Data items:
======

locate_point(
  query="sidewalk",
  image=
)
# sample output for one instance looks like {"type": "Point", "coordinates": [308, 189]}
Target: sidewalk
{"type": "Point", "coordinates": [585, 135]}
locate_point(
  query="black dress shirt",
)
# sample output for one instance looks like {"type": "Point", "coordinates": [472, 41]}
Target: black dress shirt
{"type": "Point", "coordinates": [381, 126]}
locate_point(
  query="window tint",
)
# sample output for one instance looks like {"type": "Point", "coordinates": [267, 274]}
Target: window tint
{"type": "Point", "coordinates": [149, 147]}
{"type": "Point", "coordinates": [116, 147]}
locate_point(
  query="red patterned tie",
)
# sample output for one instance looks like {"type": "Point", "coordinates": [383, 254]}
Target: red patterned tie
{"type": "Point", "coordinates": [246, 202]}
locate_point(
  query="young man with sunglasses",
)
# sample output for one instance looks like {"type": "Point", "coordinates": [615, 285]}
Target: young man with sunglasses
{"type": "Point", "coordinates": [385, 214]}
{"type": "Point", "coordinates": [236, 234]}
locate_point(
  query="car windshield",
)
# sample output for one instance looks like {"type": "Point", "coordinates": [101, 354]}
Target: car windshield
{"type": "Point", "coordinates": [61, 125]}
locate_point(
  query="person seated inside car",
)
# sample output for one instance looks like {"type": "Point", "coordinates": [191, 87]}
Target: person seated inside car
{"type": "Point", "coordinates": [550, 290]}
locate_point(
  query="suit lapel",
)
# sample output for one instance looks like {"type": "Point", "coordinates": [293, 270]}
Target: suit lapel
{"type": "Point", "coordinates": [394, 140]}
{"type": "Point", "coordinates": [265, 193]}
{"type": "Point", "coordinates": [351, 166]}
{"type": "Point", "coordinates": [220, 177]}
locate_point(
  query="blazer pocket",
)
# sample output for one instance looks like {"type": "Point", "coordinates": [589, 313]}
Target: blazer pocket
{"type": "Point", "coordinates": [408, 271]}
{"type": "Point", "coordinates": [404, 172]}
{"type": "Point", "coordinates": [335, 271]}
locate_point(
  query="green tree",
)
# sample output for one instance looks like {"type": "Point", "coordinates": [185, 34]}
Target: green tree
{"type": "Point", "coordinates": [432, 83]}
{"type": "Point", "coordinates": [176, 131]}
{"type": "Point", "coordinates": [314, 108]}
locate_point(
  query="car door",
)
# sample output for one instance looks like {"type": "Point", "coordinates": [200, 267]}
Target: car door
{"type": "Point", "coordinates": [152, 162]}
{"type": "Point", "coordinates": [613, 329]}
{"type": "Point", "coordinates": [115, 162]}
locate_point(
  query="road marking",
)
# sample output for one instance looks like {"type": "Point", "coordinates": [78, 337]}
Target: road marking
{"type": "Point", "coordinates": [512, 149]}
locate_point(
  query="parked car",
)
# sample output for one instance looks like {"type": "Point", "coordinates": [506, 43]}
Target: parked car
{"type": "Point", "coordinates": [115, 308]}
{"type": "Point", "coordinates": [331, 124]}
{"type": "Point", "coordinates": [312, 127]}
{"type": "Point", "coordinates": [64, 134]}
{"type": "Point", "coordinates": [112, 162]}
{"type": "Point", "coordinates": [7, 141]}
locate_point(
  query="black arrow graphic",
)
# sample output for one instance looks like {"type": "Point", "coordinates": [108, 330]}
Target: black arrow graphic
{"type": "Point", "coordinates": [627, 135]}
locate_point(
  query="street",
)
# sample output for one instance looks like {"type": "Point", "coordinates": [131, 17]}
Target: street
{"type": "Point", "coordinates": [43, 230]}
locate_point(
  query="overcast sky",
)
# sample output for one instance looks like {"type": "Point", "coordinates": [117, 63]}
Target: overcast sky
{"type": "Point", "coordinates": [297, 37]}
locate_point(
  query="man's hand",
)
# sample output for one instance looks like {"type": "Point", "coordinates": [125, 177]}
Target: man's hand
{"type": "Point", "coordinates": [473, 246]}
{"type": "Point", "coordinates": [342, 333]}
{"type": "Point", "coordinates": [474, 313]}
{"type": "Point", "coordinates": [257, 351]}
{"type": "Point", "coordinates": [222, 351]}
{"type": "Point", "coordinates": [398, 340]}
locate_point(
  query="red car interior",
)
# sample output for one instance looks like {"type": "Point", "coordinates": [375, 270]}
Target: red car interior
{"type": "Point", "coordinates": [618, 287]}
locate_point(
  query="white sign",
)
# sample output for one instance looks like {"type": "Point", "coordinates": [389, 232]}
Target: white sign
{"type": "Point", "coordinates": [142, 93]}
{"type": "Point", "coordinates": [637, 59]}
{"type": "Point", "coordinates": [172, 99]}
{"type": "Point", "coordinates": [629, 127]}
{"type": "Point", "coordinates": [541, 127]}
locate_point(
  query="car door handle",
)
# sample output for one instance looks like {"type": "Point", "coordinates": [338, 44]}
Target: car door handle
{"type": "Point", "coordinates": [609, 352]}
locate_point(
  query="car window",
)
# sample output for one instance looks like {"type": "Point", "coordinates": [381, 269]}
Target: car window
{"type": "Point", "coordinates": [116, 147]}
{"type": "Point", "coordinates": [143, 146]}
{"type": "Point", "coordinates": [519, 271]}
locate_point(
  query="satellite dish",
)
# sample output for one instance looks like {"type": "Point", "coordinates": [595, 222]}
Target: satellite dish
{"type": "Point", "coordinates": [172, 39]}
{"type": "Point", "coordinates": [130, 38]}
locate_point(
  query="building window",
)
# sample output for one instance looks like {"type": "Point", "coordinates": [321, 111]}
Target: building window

======

Would you please give all of the entries above once more, exactly as they are?

WRITTEN ANSWER:
locate_point(
  query="sidewalk",
  image=
)
# sample output for one instance looks like {"type": "Point", "coordinates": [308, 189]}
Target: sidewalk
{"type": "Point", "coordinates": [585, 135]}
locate_point(
  query="black dress shirt",
)
# sample output for one instance looks like {"type": "Point", "coordinates": [472, 41]}
Target: black dress shirt
{"type": "Point", "coordinates": [381, 126]}
locate_point(
  query="window tint",
)
# sample output for one instance looks like {"type": "Point", "coordinates": [267, 274]}
Target: window tint
{"type": "Point", "coordinates": [149, 147]}
{"type": "Point", "coordinates": [116, 147]}
locate_point(
  query="red patterned tie",
)
# sample output for one instance looks like {"type": "Point", "coordinates": [383, 254]}
Target: red patterned tie
{"type": "Point", "coordinates": [246, 202]}
locate_point(
  query="young man with sunglasses",
)
# sample output for one instance looks like {"type": "Point", "coordinates": [615, 285]}
Target: young man with sunglasses
{"type": "Point", "coordinates": [385, 214]}
{"type": "Point", "coordinates": [236, 234]}
locate_point(
  query="car windshield",
)
# sample output for one instance looks like {"type": "Point", "coordinates": [101, 354]}
Target: car windshield
{"type": "Point", "coordinates": [61, 125]}
locate_point(
  query="person seated inside car",
)
# sample output for one instance looks like {"type": "Point", "coordinates": [191, 87]}
Target: person seated inside car
{"type": "Point", "coordinates": [550, 290]}
locate_point(
  query="suit lapel",
)
# sample output for one instance looks like {"type": "Point", "coordinates": [293, 270]}
Target: suit lapel
{"type": "Point", "coordinates": [394, 140]}
{"type": "Point", "coordinates": [265, 193]}
{"type": "Point", "coordinates": [351, 166]}
{"type": "Point", "coordinates": [220, 177]}
locate_point(
  query="blazer pocket",
)
# sample output for one instance looks like {"type": "Point", "coordinates": [589, 313]}
Target: blazer pocket
{"type": "Point", "coordinates": [408, 271]}
{"type": "Point", "coordinates": [404, 172]}
{"type": "Point", "coordinates": [335, 271]}
locate_point(
  query="green tree",
)
# sample output for one instance looks like {"type": "Point", "coordinates": [185, 34]}
Target: green tree
{"type": "Point", "coordinates": [432, 83]}
{"type": "Point", "coordinates": [176, 131]}
{"type": "Point", "coordinates": [314, 108]}
locate_point(
  query="car door",
)
# sample output for one instance looks like {"type": "Point", "coordinates": [200, 267]}
Target: car door
{"type": "Point", "coordinates": [152, 162]}
{"type": "Point", "coordinates": [613, 329]}
{"type": "Point", "coordinates": [115, 162]}
locate_point(
  query="road marking",
)
# sample output for one instance looks like {"type": "Point", "coordinates": [78, 337]}
Target: road marking
{"type": "Point", "coordinates": [512, 149]}
locate_point(
  query="parked car",
)
# sample output for one instance looks like {"type": "Point", "coordinates": [506, 43]}
Target: parked car
{"type": "Point", "coordinates": [115, 308]}
{"type": "Point", "coordinates": [331, 124]}
{"type": "Point", "coordinates": [312, 127]}
{"type": "Point", "coordinates": [64, 134]}
{"type": "Point", "coordinates": [112, 162]}
{"type": "Point", "coordinates": [7, 141]}
locate_point(
  query="black arrow graphic",
)
# sample output for one instance looks like {"type": "Point", "coordinates": [108, 330]}
Target: black arrow graphic
{"type": "Point", "coordinates": [627, 135]}
locate_point(
  query="street",
)
# sample output for one instance looks like {"type": "Point", "coordinates": [131, 17]}
Target: street
{"type": "Point", "coordinates": [43, 230]}
locate_point(
  query="overcast sky",
)
# sample output for one instance looks like {"type": "Point", "coordinates": [117, 63]}
Target: overcast sky
{"type": "Point", "coordinates": [297, 37]}
locate_point(
  query="man's hand",
)
# sample output for one instance looks like {"type": "Point", "coordinates": [125, 177]}
Target: man's hand
{"type": "Point", "coordinates": [473, 246]}
{"type": "Point", "coordinates": [342, 333]}
{"type": "Point", "coordinates": [474, 313]}
{"type": "Point", "coordinates": [257, 351]}
{"type": "Point", "coordinates": [222, 351]}
{"type": "Point", "coordinates": [398, 340]}
locate_point(
  query="red car interior",
)
# sample output for one instance looks like {"type": "Point", "coordinates": [375, 270]}
Target: red car interior
{"type": "Point", "coordinates": [618, 287]}
locate_point(
  query="white sign",
)
# sample output for one instance looks like {"type": "Point", "coordinates": [389, 232]}
Target: white sign
{"type": "Point", "coordinates": [142, 93]}
{"type": "Point", "coordinates": [637, 59]}
{"type": "Point", "coordinates": [172, 99]}
{"type": "Point", "coordinates": [629, 127]}
{"type": "Point", "coordinates": [541, 127]}
locate_point(
  query="car door handle",
)
# sample output for one instance looks like {"type": "Point", "coordinates": [338, 44]}
Target: car door handle
{"type": "Point", "coordinates": [609, 352]}
locate_point(
  query="car window",
)
# sample output for one instance looks like {"type": "Point", "coordinates": [381, 269]}
Target: car window
{"type": "Point", "coordinates": [116, 147]}
{"type": "Point", "coordinates": [143, 146]}
{"type": "Point", "coordinates": [519, 271]}
locate_point(
  query="satellite dish",
)
# sample output for one instance looks like {"type": "Point", "coordinates": [595, 222]}
Target: satellite dish
{"type": "Point", "coordinates": [172, 39]}
{"type": "Point", "coordinates": [130, 38]}
locate_point(
  query="building window",
)
# sample output for one instance looks like {"type": "Point", "coordinates": [321, 111]}
Target: building window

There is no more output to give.